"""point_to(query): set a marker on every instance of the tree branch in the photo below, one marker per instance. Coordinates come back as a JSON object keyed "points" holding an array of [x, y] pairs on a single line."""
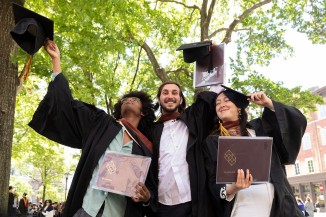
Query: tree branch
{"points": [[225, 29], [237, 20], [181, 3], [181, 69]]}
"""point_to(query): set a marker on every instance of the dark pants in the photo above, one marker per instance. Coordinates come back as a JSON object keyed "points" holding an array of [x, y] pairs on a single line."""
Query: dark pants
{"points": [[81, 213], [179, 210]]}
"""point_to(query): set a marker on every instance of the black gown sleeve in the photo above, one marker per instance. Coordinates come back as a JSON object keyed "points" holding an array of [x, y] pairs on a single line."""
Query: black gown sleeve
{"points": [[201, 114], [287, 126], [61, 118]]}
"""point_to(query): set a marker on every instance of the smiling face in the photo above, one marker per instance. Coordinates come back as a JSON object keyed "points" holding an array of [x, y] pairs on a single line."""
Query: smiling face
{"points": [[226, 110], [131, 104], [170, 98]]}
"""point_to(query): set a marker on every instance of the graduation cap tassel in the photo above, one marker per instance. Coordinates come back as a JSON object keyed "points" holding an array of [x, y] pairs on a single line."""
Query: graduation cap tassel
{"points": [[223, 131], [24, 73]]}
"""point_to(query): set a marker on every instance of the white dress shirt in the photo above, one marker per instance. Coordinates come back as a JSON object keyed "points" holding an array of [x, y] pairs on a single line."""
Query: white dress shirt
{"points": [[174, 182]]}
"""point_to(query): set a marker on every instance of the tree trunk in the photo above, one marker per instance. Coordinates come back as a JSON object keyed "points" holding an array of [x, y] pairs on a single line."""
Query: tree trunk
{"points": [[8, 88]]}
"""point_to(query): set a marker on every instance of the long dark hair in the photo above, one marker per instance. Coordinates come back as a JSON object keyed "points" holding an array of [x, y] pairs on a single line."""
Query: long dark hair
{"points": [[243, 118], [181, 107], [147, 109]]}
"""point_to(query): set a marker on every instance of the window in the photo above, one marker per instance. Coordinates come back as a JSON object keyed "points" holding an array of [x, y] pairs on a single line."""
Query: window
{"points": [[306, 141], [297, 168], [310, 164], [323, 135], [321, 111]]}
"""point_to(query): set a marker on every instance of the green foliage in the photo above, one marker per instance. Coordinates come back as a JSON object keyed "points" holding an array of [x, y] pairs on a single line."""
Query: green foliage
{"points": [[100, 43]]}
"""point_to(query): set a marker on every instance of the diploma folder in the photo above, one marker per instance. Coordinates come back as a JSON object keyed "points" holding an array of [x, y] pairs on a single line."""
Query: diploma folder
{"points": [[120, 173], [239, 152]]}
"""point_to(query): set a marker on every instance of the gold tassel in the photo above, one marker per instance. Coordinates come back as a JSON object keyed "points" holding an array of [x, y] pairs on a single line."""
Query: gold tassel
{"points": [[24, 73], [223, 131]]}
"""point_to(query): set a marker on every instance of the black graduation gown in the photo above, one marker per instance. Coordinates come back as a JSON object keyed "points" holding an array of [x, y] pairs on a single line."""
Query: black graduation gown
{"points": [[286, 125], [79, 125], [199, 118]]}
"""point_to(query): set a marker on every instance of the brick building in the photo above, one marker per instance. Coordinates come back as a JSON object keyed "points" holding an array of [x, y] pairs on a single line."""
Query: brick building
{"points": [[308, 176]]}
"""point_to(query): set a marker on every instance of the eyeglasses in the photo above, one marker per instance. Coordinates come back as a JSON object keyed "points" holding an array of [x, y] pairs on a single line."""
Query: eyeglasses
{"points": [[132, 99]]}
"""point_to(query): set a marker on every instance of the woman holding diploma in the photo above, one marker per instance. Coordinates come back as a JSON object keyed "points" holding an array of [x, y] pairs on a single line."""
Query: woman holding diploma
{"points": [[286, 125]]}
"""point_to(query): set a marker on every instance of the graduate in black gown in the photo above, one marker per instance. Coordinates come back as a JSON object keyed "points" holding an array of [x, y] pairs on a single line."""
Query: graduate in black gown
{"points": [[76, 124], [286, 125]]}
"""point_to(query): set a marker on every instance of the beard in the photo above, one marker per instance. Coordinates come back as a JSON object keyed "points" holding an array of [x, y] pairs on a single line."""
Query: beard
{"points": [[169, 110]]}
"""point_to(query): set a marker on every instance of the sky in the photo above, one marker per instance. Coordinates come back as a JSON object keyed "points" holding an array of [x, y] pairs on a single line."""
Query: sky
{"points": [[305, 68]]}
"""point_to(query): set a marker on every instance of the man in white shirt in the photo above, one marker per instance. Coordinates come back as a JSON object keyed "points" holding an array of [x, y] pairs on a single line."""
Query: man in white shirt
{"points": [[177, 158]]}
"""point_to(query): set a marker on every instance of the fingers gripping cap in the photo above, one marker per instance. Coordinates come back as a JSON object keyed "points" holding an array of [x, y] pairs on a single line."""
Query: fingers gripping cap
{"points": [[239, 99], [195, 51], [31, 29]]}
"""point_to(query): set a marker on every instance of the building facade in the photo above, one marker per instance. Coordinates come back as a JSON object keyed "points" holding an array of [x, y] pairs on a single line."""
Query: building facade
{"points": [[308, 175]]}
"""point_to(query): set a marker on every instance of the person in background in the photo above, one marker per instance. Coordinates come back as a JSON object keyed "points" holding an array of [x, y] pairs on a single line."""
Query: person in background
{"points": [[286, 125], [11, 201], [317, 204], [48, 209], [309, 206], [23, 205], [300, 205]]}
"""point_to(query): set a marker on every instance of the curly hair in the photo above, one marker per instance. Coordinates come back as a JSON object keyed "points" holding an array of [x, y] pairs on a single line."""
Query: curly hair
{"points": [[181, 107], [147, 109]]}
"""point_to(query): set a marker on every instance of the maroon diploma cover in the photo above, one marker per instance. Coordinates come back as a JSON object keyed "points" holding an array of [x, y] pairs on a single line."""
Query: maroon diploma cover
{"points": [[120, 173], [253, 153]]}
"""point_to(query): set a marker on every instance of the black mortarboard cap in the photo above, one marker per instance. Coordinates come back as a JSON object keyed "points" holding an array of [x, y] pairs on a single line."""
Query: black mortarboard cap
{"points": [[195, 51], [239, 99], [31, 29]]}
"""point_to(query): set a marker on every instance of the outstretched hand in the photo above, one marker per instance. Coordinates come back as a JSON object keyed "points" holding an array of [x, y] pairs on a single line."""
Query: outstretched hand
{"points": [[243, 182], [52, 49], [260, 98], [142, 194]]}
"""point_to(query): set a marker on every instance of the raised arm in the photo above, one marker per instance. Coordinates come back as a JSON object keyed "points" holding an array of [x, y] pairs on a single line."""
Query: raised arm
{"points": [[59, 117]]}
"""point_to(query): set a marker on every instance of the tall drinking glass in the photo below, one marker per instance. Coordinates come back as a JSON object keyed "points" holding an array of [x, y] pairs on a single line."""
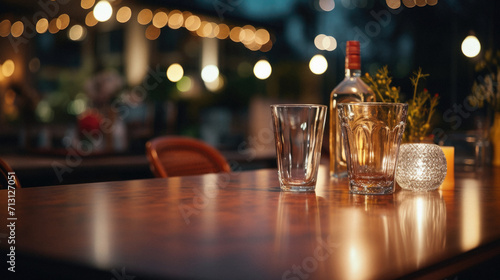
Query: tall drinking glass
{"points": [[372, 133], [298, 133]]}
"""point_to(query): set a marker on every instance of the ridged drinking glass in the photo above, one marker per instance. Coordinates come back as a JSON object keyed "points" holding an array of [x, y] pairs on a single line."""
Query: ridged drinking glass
----------------------------------------
## [PROBLEM TO SOLVE]
From the line holding "of the smiling" to the line holding "of the graduation", inclusive, restate each line above exactly as written.

## [SOLUTION FOR THIS EXERCISE]
"""point_to(query): set a marker on every instance of the smiling face in the photo above, one marker per instance. Coordinates come back as a JSON object keyed "points" holding an array of [x, y] pairs on a single line."""
Query: smiling face
{"points": [[226, 110], [131, 104], [170, 98]]}
"""point_to(query): set a marker on every instance of the graduation cap tassel in the photo above, one marker per instance. Coordinates come back as a JSON object keyed "points" holding an array of [x, y] pairs on a single line."""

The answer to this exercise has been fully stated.